- Requirement -
Say how many lines in the records contain "green". The reply must consist of the number alone.

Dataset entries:
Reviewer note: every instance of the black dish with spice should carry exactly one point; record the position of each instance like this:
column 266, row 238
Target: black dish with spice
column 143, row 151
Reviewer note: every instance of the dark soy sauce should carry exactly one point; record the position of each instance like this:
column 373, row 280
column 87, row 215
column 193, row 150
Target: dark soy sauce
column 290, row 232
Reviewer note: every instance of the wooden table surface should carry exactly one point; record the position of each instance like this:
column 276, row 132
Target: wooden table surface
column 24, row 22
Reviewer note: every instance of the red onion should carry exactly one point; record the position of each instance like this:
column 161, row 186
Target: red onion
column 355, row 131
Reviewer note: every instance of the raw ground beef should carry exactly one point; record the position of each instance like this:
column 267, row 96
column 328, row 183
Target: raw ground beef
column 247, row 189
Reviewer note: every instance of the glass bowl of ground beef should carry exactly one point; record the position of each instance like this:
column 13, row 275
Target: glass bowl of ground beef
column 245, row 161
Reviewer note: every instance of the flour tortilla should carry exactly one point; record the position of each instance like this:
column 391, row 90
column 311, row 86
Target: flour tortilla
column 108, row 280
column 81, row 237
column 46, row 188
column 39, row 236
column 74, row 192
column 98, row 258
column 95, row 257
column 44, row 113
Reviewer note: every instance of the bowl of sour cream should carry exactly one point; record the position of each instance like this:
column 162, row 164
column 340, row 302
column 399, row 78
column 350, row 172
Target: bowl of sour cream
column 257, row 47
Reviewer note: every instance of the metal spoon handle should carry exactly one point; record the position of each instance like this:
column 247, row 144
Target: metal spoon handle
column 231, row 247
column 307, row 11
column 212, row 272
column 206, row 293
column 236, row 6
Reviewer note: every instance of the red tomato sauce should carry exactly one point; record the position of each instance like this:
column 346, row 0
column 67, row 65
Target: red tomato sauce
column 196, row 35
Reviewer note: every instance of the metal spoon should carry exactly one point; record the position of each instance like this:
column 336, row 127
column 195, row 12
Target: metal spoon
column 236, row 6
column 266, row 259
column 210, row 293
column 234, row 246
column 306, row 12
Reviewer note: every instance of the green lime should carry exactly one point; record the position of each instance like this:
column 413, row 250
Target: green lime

- Response for this exercise -
2